(EXERCISE TASK): Please turn every line of the listing below into a Markdown table with the columns "Row" and "Listing line", numbering each row and leaving out blank lines.

(WORKING DATA):
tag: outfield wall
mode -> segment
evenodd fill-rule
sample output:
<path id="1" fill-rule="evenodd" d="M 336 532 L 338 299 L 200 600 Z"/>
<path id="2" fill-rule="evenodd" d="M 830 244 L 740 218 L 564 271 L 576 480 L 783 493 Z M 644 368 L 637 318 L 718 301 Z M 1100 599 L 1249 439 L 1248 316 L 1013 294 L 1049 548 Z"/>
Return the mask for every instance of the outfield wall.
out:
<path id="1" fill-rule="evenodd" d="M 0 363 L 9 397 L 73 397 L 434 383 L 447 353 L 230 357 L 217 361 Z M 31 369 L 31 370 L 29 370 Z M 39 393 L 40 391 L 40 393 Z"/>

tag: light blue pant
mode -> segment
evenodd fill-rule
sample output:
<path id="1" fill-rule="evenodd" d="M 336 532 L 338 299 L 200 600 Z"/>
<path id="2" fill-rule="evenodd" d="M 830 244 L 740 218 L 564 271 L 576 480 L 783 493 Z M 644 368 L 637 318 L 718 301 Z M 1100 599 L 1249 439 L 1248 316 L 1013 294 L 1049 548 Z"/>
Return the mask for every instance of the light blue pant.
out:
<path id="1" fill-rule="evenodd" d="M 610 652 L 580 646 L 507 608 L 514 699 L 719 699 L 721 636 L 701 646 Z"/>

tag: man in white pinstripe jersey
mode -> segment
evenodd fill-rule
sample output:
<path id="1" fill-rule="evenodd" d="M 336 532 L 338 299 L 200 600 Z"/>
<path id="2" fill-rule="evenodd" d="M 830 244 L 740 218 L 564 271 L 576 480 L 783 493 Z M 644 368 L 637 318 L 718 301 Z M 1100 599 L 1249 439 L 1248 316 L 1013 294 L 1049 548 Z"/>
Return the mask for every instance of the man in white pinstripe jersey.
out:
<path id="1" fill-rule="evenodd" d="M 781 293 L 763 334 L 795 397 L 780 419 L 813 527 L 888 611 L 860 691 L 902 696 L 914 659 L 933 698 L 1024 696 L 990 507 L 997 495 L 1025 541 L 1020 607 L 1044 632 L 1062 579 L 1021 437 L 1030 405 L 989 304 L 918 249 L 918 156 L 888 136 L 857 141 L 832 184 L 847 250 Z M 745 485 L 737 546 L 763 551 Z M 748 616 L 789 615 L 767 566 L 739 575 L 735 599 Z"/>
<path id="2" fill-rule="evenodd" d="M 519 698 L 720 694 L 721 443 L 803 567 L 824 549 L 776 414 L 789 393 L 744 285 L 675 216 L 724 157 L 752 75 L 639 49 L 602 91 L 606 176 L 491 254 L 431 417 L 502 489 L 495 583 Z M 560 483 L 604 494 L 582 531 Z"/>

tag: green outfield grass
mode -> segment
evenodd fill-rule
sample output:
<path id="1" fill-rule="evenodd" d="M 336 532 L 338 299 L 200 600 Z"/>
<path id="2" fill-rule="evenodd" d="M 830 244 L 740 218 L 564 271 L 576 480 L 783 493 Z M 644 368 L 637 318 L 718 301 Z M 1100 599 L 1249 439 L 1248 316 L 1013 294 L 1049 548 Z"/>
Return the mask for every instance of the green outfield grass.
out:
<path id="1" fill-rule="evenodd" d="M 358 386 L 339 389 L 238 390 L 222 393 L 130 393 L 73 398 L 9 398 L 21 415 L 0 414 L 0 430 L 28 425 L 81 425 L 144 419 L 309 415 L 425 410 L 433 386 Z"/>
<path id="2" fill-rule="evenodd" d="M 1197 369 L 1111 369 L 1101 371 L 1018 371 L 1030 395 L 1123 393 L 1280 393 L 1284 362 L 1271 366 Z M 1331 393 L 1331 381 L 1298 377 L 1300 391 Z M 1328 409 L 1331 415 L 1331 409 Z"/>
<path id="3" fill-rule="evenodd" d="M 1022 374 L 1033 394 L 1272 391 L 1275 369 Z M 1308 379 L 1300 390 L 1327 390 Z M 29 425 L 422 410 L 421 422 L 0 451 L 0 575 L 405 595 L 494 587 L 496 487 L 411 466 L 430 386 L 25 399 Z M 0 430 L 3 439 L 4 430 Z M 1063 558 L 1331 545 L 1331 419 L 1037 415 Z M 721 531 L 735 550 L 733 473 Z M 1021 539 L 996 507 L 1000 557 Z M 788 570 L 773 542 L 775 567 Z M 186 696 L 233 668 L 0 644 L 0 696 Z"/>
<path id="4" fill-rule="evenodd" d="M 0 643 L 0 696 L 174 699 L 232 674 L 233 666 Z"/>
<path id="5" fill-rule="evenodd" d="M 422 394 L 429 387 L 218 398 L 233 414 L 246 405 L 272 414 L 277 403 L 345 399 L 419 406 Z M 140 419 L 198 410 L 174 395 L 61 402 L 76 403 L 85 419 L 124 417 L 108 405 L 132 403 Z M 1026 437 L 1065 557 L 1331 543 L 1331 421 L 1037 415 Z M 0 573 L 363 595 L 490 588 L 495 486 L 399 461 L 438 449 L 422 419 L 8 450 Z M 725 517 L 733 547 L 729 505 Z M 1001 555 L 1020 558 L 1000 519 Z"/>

(OUTPUT FOR THIS TASK):
| Row | Listing line |
|---|---|
| 1 | tag: outfield wall |
| 2 | mode -> segment |
| 3 | evenodd fill-rule |
| 4 | sample output: |
| 5 | <path id="1" fill-rule="evenodd" d="M 336 532 L 338 299 L 200 600 Z"/> |
| 6 | <path id="2" fill-rule="evenodd" d="M 830 244 L 740 218 L 564 271 L 576 480 L 783 493 Z M 644 368 L 637 318 L 718 301 Z M 1100 599 L 1249 439 L 1248 316 L 1013 294 L 1049 548 Z"/> |
| 7 | Return the mask for every instance of the outfield wall. |
| 8 | out: |
| 9 | <path id="1" fill-rule="evenodd" d="M 0 363 L 9 397 L 73 397 L 434 383 L 447 353 L 230 357 L 217 361 Z M 31 369 L 31 370 L 29 370 Z M 39 393 L 40 391 L 40 393 Z"/> |
| 10 | tag: light blue pant |
| 11 | mode -> segment |
| 12 | evenodd fill-rule |
| 13 | sample output: |
| 14 | <path id="1" fill-rule="evenodd" d="M 336 532 L 338 299 L 200 600 Z"/> |
| 15 | <path id="2" fill-rule="evenodd" d="M 830 244 L 740 218 L 564 271 L 576 480 L 783 493 Z M 644 368 L 637 318 L 718 301 Z M 1100 599 L 1249 439 L 1248 316 L 1013 294 L 1049 548 Z"/> |
| 16 | Return the mask for every instance of the light blue pant. |
| 17 | out: |
| 18 | <path id="1" fill-rule="evenodd" d="M 610 652 L 580 646 L 507 608 L 514 699 L 719 699 L 721 636 L 701 646 Z"/> |
| 19 | tag: man in white pinstripe jersey |
| 20 | mode -> segment |
| 21 | evenodd fill-rule |
| 22 | sample output: |
| 23 | <path id="1" fill-rule="evenodd" d="M 336 532 L 338 299 L 200 600 Z"/> |
| 24 | <path id="2" fill-rule="evenodd" d="M 830 244 L 740 218 L 564 271 L 576 480 L 783 493 Z M 644 368 L 637 318 L 718 301 Z M 1100 599 L 1249 439 L 1248 316 L 1013 294 L 1049 548 Z"/> |
| 25 | Return the mask for every instance of the man in white pinstripe jersey. |
| 26 | out: |
| 27 | <path id="1" fill-rule="evenodd" d="M 781 293 L 763 334 L 795 397 L 780 419 L 813 527 L 888 611 L 860 691 L 902 696 L 914 659 L 933 698 L 1024 696 L 990 507 L 997 495 L 1025 541 L 1020 607 L 1044 632 L 1062 579 L 1021 437 L 1030 405 L 989 304 L 918 249 L 918 156 L 888 136 L 857 141 L 832 184 L 847 250 Z M 745 485 L 737 546 L 763 551 Z M 748 616 L 789 615 L 767 566 L 739 575 L 735 599 Z"/> |
| 28 | <path id="2" fill-rule="evenodd" d="M 519 698 L 720 694 L 721 443 L 803 567 L 824 549 L 776 414 L 789 393 L 744 285 L 675 216 L 724 157 L 752 75 L 639 49 L 602 91 L 606 176 L 491 254 L 431 417 L 502 489 L 495 583 Z M 560 483 L 604 494 L 582 531 Z"/> |
| 29 | tag: green outfield grass |
| 30 | mode -> segment |
| 31 | evenodd fill-rule |
| 32 | sample output: |
| 33 | <path id="1" fill-rule="evenodd" d="M 336 532 L 338 299 L 200 600 Z"/> |
| 34 | <path id="2" fill-rule="evenodd" d="M 830 244 L 740 218 L 564 271 L 576 480 L 783 493 Z M 644 368 L 637 318 L 718 301 Z M 1100 599 L 1249 439 L 1248 316 L 1013 294 L 1049 548 Z"/> |
| 35 | Return the mask for every instance of the green outfield grass. |
| 36 | out: |
| 37 | <path id="1" fill-rule="evenodd" d="M 358 386 L 339 389 L 238 390 L 222 393 L 130 393 L 73 398 L 9 398 L 21 415 L 0 414 L 0 430 L 28 425 L 81 425 L 144 419 L 309 415 L 425 410 L 433 386 Z"/> |
| 38 | <path id="2" fill-rule="evenodd" d="M 1197 369 L 1111 369 L 1101 371 L 1018 371 L 1030 395 L 1123 393 L 1280 393 L 1284 362 L 1271 366 Z M 1331 393 L 1331 381 L 1298 377 L 1300 391 Z M 1328 409 L 1331 415 L 1331 409 Z"/> |
| 39 | <path id="3" fill-rule="evenodd" d="M 1022 374 L 1033 394 L 1272 391 L 1275 369 Z M 1308 379 L 1300 390 L 1327 390 Z M 29 425 L 422 410 L 421 422 L 0 451 L 0 575 L 405 595 L 494 587 L 496 487 L 411 466 L 430 386 L 25 399 Z M 0 430 L 3 439 L 4 430 Z M 1063 558 L 1331 545 L 1331 419 L 1037 415 Z M 721 531 L 735 550 L 733 473 Z M 1021 539 L 996 507 L 1000 557 Z M 788 570 L 773 542 L 775 567 Z M 186 696 L 233 668 L 0 644 L 0 696 Z"/> |
| 40 | <path id="4" fill-rule="evenodd" d="M 0 643 L 0 696 L 174 699 L 232 674 L 233 666 Z"/> |
| 41 | <path id="5" fill-rule="evenodd" d="M 422 394 L 429 387 L 218 398 L 233 414 L 246 405 L 272 414 L 277 403 L 345 399 L 419 406 Z M 140 419 L 198 410 L 174 395 L 61 402 L 76 403 L 85 419 L 124 417 L 108 405 L 132 403 Z M 1026 437 L 1065 557 L 1331 543 L 1331 421 L 1037 415 Z M 0 573 L 363 595 L 490 588 L 495 486 L 399 461 L 438 449 L 422 419 L 8 450 Z M 725 517 L 733 547 L 729 505 Z M 1001 555 L 1020 558 L 1000 519 Z"/> |